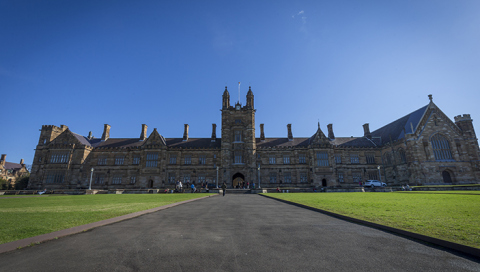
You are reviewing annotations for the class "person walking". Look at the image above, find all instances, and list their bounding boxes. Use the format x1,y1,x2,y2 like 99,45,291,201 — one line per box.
222,182,227,196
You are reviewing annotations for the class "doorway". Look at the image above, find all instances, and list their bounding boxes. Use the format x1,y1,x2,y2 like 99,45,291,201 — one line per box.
232,173,245,188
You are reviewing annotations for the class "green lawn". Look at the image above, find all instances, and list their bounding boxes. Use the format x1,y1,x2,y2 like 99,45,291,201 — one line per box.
0,194,211,244
265,191,480,248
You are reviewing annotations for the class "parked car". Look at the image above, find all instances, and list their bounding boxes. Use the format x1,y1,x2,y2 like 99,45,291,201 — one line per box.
363,180,387,188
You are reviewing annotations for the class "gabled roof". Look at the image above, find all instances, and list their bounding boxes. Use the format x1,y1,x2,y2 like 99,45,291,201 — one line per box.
4,162,22,170
166,138,222,148
255,138,310,148
372,105,428,144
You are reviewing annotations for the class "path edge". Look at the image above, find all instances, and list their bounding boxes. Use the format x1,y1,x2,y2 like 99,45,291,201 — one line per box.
259,194,480,259
0,195,217,254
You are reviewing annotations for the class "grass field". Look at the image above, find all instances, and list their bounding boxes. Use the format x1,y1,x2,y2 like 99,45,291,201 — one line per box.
0,194,210,244
265,191,480,248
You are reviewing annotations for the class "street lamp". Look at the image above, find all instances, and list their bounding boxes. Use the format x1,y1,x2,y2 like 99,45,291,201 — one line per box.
257,164,262,189
377,165,382,182
88,167,93,190
215,166,220,189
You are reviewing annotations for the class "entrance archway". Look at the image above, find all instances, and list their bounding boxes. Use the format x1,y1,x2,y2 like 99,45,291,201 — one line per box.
232,173,245,188
442,170,452,183
322,179,327,187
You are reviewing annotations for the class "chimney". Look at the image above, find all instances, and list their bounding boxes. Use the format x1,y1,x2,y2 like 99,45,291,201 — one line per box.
212,124,217,142
363,123,372,139
287,124,293,141
260,124,265,141
140,124,148,141
183,124,188,141
327,124,335,140
102,124,111,141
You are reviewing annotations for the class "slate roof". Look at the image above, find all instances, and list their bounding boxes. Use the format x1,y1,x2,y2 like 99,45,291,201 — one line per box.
5,162,22,170
372,105,428,144
165,138,222,148
255,138,310,148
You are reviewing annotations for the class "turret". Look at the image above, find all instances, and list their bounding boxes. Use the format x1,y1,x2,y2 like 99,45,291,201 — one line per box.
222,86,230,109
247,86,254,109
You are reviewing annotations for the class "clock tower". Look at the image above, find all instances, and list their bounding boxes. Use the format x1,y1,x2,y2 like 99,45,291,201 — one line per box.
219,87,257,188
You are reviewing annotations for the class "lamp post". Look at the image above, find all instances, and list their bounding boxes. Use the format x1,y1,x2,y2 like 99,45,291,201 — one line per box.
88,167,93,190
257,164,262,189
377,165,382,182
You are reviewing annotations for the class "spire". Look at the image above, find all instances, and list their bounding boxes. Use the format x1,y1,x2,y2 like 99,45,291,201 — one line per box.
222,86,230,109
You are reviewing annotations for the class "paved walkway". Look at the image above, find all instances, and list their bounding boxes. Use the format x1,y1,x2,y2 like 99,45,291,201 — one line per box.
0,192,480,271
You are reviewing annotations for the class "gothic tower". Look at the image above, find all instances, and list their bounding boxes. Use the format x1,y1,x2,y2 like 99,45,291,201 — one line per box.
219,87,256,187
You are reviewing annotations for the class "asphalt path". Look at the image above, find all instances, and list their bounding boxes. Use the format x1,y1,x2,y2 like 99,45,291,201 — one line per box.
0,194,480,271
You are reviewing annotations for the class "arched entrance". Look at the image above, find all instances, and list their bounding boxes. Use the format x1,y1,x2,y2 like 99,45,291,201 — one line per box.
232,173,245,188
322,179,327,187
442,170,453,183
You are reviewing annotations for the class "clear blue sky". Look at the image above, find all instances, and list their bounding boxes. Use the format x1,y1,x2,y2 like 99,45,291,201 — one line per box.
0,0,480,164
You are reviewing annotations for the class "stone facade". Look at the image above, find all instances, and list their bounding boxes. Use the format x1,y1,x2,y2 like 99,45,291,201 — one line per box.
29,87,480,189
0,154,28,189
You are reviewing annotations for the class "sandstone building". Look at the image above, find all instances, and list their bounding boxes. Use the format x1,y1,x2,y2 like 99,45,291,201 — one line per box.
0,154,28,189
29,87,480,189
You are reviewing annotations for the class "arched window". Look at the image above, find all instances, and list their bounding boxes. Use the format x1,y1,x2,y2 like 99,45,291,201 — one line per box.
431,134,453,161
398,148,407,163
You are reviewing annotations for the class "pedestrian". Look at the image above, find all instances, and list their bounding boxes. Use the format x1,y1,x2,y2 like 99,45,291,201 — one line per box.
222,182,227,196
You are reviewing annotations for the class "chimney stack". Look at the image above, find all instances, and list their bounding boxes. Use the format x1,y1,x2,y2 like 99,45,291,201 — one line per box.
212,124,217,142
287,124,293,141
183,124,188,141
363,123,372,139
260,124,265,141
102,124,111,141
327,124,335,140
140,124,148,141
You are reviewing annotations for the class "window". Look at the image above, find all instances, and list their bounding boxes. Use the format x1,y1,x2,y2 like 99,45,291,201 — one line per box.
283,172,292,183
431,134,453,161
50,151,68,163
97,156,107,165
115,156,125,165
168,173,175,184
365,153,375,164
146,153,158,167
368,171,378,180
350,154,360,164
300,173,308,182
270,173,277,183
185,155,192,164
298,154,306,164
333,154,342,164
95,174,105,184
268,155,275,164
45,172,65,183
112,176,122,184
398,148,407,163
235,130,242,142
317,152,328,166
133,156,140,165
338,172,345,182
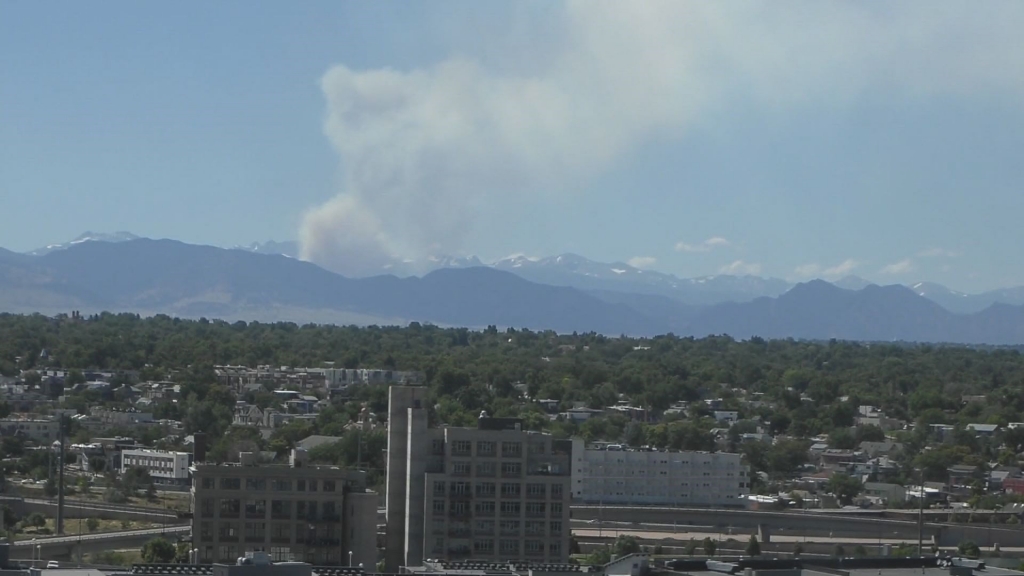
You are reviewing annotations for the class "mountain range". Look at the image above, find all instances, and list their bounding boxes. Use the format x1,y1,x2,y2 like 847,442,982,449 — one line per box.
6,233,1024,344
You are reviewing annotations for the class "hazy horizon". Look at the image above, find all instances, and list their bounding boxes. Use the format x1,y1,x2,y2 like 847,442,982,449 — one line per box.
0,1,1024,292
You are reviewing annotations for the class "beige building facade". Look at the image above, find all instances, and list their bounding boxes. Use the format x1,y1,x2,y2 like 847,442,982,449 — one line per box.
191,450,377,572
385,386,572,572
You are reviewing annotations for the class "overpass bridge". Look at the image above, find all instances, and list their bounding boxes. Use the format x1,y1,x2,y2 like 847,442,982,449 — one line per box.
570,505,1024,546
0,496,180,524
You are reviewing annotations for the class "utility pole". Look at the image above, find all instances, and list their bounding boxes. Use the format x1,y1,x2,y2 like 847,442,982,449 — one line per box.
918,468,925,557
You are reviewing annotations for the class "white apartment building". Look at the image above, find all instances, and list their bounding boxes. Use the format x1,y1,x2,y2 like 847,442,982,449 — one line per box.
571,439,751,507
121,449,191,485
0,418,60,445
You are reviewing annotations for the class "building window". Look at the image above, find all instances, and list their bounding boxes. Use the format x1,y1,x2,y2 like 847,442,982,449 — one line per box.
526,520,544,536
502,462,522,478
270,522,292,542
502,482,521,498
549,521,562,536
473,500,495,517
246,522,266,542
199,498,213,518
476,482,495,498
548,542,562,558
217,523,239,540
246,500,266,518
270,500,292,520
220,498,242,518
500,520,519,536
501,501,521,518
526,502,548,518
499,540,519,558
502,442,522,458
449,502,469,517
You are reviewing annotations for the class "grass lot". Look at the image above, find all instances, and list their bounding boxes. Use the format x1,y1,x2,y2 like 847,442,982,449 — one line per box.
15,485,190,511
83,548,142,567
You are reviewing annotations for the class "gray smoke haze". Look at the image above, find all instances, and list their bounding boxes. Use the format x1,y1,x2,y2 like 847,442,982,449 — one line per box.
300,0,1024,276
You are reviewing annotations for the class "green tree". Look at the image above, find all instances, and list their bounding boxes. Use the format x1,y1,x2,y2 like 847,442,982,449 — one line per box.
746,534,761,557
611,534,640,558
142,538,177,564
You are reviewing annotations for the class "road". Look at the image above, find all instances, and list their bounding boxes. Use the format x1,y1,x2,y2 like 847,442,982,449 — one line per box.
11,525,191,546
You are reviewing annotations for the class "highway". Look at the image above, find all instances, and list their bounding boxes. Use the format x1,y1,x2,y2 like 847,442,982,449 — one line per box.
11,525,191,546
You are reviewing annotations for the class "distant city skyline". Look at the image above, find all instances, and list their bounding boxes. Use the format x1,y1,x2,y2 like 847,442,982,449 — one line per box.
0,1,1024,292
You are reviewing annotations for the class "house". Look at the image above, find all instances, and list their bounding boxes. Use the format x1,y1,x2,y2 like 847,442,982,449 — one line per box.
857,441,903,458
946,464,983,492
929,424,955,442
561,408,602,422
818,448,864,467
231,402,265,427
714,410,739,423
295,435,341,452
537,398,558,414
967,423,999,437
1002,478,1024,494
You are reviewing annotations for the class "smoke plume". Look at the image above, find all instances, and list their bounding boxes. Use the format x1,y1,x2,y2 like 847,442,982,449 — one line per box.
300,0,1024,276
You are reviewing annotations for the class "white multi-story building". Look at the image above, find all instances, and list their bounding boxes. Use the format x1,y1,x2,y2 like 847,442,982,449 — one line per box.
572,439,751,507
0,417,60,444
121,450,191,485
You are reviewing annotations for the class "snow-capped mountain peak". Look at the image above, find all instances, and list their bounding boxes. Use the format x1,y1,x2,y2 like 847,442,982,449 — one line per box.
27,231,141,256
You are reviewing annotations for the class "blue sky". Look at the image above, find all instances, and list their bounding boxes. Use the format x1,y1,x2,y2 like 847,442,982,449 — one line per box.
0,1,1024,290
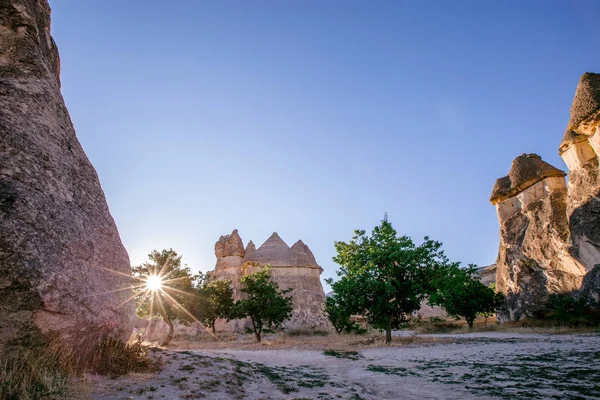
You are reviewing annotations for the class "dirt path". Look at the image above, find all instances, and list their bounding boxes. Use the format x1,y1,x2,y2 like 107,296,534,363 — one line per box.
92,333,600,400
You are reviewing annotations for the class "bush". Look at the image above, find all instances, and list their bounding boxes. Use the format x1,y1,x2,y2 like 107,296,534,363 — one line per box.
285,328,329,336
93,338,160,376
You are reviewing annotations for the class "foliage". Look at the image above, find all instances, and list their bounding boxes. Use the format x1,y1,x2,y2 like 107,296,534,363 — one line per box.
132,249,198,346
429,264,504,329
197,280,233,334
229,267,292,342
0,342,75,400
327,215,458,343
325,293,355,334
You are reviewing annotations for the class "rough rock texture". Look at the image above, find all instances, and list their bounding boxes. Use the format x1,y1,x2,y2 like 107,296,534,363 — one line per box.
209,230,329,330
559,72,600,270
490,154,585,321
569,72,600,135
242,233,330,329
0,0,134,356
477,264,498,286
208,229,246,300
577,264,600,307
490,154,567,204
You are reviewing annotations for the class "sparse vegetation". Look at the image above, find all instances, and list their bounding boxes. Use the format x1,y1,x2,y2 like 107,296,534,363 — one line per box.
131,249,198,346
429,265,504,329
323,349,362,360
327,215,458,343
229,267,292,342
196,279,233,334
0,337,160,400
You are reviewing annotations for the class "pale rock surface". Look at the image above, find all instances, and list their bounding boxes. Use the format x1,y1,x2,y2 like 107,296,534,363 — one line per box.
559,72,600,276
209,230,329,331
242,233,330,329
208,229,246,300
490,154,586,321
0,0,134,351
477,263,498,286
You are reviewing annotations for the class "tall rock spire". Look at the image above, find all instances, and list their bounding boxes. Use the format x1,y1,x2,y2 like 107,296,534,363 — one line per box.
0,0,134,356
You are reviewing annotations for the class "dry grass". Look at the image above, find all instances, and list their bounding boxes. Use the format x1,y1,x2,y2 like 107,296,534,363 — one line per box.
0,341,76,400
0,338,160,400
91,338,160,376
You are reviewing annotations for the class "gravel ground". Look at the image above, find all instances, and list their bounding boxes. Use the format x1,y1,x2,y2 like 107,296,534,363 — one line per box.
90,332,600,400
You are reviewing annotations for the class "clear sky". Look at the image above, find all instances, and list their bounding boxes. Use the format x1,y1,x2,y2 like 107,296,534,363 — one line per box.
50,0,600,290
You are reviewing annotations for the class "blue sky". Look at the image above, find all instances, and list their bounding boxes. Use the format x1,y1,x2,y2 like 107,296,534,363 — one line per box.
50,0,600,288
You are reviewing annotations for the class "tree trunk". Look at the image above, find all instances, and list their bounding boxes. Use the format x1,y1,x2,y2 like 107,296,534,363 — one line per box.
385,318,392,344
250,318,260,342
160,310,175,346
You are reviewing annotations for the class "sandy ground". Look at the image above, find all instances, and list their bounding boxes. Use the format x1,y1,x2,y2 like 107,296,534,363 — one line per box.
89,332,600,400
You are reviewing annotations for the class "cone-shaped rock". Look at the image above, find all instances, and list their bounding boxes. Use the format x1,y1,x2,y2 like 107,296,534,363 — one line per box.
490,154,585,321
559,72,600,278
0,0,134,355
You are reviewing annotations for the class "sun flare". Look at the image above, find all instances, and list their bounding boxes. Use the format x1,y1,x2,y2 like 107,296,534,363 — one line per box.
146,275,162,291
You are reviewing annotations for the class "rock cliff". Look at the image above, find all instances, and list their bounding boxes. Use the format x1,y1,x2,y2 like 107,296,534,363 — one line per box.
0,0,134,356
209,230,329,329
490,154,585,321
559,73,600,271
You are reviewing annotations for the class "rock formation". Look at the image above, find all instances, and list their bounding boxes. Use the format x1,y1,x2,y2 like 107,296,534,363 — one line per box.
0,0,134,356
209,229,245,300
209,230,329,329
559,73,600,270
490,154,585,321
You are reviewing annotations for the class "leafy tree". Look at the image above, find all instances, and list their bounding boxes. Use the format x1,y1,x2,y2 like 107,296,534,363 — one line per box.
325,293,355,334
132,249,197,346
429,264,504,329
330,214,457,343
229,267,293,342
197,280,233,334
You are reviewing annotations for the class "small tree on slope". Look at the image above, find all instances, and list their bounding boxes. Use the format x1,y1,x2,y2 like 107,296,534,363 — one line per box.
197,280,233,334
229,267,293,342
331,215,458,343
429,264,504,329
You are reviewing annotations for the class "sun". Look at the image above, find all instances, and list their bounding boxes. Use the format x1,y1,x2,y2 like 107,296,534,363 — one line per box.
146,275,162,291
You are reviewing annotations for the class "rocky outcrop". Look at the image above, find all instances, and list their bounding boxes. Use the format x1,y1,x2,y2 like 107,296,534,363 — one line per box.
490,154,586,321
209,230,329,330
559,73,600,272
0,0,134,356
208,229,246,300
477,264,497,286
242,233,329,329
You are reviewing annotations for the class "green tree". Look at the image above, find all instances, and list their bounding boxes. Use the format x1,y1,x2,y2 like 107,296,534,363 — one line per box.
429,264,504,329
331,214,456,343
132,249,198,346
197,280,233,334
325,293,355,334
229,267,293,342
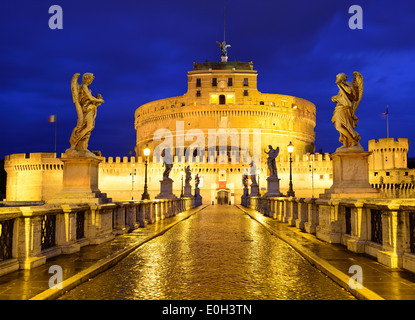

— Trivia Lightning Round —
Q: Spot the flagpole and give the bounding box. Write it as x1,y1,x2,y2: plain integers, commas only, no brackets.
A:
386,114,389,138
386,105,389,138
55,114,58,156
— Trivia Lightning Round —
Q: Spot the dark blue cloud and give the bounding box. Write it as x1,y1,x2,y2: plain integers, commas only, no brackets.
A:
0,0,415,157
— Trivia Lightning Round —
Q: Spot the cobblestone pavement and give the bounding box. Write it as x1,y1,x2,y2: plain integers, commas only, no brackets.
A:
60,205,354,300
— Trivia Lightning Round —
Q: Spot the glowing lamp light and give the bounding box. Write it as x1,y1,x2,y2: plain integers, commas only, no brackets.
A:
287,141,294,153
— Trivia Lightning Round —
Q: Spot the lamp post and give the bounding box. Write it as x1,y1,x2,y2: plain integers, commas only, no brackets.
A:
256,169,261,197
141,147,150,200
130,163,137,200
310,154,314,198
287,141,295,197
180,169,184,198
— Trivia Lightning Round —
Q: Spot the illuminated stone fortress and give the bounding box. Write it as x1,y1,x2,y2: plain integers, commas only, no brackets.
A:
5,62,415,204
135,61,318,203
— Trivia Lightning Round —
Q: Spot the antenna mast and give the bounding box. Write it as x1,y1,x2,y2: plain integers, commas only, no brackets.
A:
223,6,226,41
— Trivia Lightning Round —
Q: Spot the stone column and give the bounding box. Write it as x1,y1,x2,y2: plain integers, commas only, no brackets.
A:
47,155,111,204
320,149,379,199
156,178,177,199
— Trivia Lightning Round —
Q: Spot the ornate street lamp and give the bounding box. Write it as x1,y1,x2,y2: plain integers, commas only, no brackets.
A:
256,169,261,197
307,154,314,198
141,147,150,200
287,141,295,197
180,169,184,198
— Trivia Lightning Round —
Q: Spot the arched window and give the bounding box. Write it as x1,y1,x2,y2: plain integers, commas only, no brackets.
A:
219,94,226,104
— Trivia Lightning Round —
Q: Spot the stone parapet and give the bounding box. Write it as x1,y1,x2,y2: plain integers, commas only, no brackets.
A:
0,198,201,275
241,197,415,272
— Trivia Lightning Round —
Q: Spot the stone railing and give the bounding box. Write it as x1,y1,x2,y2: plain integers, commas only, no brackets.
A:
241,197,415,272
0,198,201,275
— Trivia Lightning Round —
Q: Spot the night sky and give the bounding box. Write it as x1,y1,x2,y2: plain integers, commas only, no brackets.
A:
0,0,415,158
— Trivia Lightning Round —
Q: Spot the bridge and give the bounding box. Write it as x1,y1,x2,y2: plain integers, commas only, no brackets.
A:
0,198,415,300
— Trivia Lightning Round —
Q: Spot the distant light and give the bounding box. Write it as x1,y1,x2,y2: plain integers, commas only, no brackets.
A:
287,141,294,153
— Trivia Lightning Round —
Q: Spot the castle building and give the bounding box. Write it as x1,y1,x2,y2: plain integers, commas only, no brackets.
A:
5,59,415,204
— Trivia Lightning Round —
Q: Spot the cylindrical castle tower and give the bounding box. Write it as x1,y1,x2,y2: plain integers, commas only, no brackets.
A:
135,61,316,157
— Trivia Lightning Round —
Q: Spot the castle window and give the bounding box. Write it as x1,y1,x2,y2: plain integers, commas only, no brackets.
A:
226,94,235,104
219,94,226,104
210,94,219,104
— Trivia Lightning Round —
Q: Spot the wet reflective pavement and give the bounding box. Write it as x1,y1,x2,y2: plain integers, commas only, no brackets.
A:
60,205,354,300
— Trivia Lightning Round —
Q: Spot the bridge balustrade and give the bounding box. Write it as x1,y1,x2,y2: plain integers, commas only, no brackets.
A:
0,198,201,276
241,197,415,272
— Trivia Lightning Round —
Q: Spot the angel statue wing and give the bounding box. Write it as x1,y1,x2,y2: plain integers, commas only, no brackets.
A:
352,71,363,115
71,73,84,126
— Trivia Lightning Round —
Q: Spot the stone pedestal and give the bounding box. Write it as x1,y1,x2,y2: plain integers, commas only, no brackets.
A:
264,177,282,198
320,149,379,199
47,157,111,204
249,183,259,197
156,178,177,199
195,188,202,206
195,188,202,198
242,187,249,198
184,184,193,198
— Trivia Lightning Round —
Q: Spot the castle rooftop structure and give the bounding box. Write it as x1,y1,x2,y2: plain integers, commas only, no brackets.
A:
135,61,316,159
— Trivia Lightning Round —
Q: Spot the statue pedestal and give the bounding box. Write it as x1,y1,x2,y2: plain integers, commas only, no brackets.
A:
156,178,177,199
47,156,111,204
195,188,202,206
184,184,193,198
242,187,249,197
264,177,282,198
249,183,259,197
320,149,379,199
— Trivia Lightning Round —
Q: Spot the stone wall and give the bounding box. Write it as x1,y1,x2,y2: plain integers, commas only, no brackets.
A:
242,197,415,272
0,198,200,275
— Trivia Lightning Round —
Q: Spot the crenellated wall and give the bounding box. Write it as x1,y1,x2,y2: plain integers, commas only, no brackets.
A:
5,139,415,203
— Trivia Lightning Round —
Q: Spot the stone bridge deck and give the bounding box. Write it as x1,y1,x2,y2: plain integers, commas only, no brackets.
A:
0,205,415,300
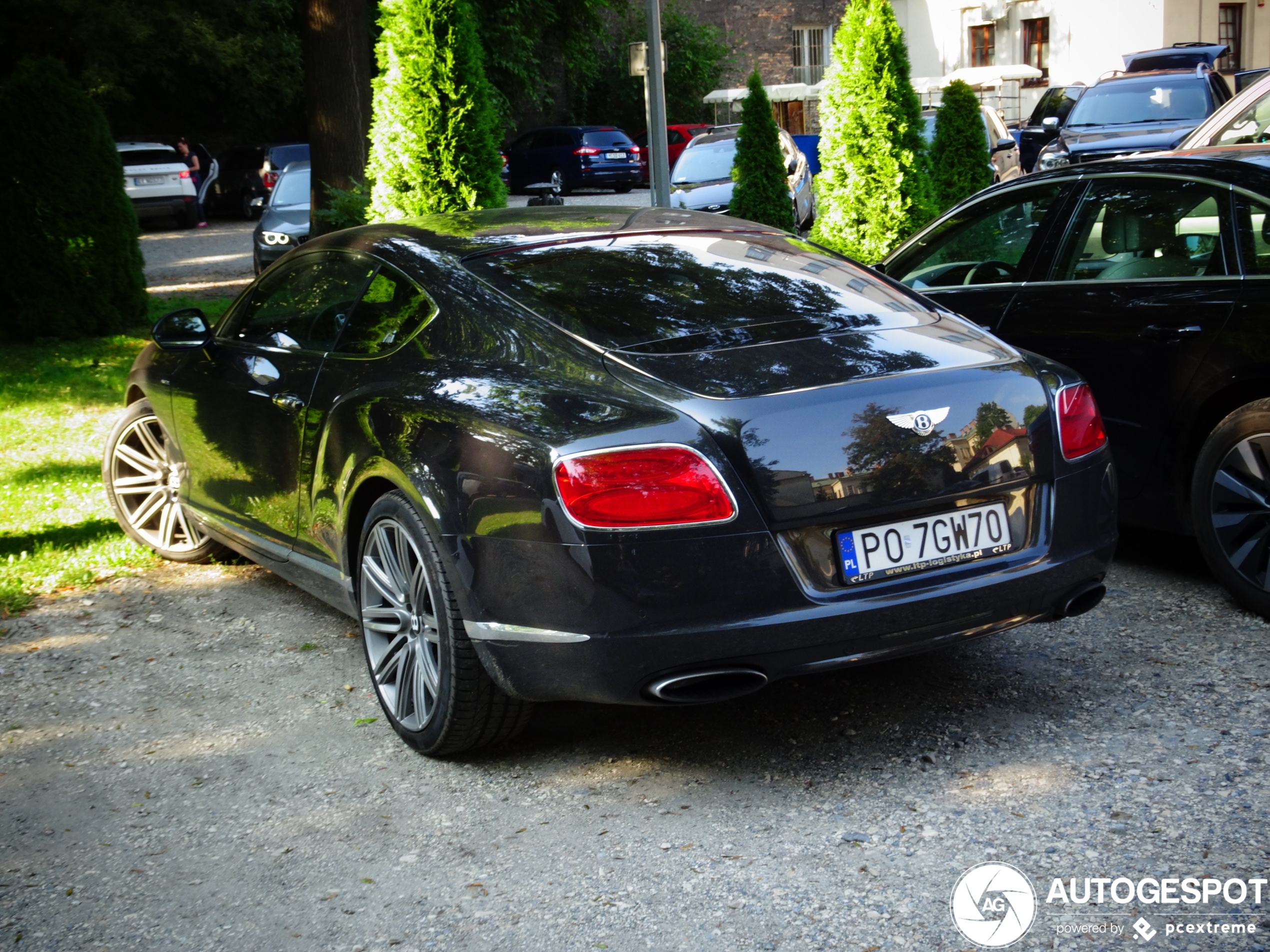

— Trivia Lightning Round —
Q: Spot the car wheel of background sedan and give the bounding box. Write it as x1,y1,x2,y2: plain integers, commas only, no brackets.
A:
102,400,228,562
358,493,532,755
1192,400,1270,617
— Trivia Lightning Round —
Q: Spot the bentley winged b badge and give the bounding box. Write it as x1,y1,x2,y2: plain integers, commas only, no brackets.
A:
886,406,950,437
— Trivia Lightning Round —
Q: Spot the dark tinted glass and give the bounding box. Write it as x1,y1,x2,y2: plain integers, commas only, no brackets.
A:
269,145,308,171
120,148,186,169
582,129,632,148
1050,178,1228,280
336,264,432,355
468,235,924,350
228,252,374,350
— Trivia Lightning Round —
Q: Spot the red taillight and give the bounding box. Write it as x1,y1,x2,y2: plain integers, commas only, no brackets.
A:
555,447,736,529
1058,383,1108,459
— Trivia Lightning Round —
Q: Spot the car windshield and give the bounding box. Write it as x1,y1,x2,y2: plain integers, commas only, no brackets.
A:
1200,86,1270,146
269,169,308,208
670,138,736,185
1067,76,1208,127
120,148,184,169
468,235,924,353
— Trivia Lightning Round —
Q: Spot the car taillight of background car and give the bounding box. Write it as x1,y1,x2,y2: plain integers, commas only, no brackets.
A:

-------

### [What you need to do]
Return every line from the records above that contains the string "blue".

### [Output for this exercise]
You are reviewing annotations for the class "clear blue sky". Look at the image above, find all instances, and list their bounding boxes. Use the format x1,y1,x2,y2 like 99,45,291,201 — one line per box.
You are reviewing annotations for the class "blue sky". Look at the image above, find all instances, and list their bounding boxes. Use the format x1,y1,x2,y2 like 847,442,982,449 — one line per box.
You are reviewing annotations for the class "blue sky". Look at the image above, find all instances, and list their bounding boxes. Use the format x1,y1,x2,y2 like 107,296,534,363 — one line per box.
Q: Spot the dark blue cloud and give the bounding box. Write it as x1,y1,x2,y2: plain integers, commas only, no brackets.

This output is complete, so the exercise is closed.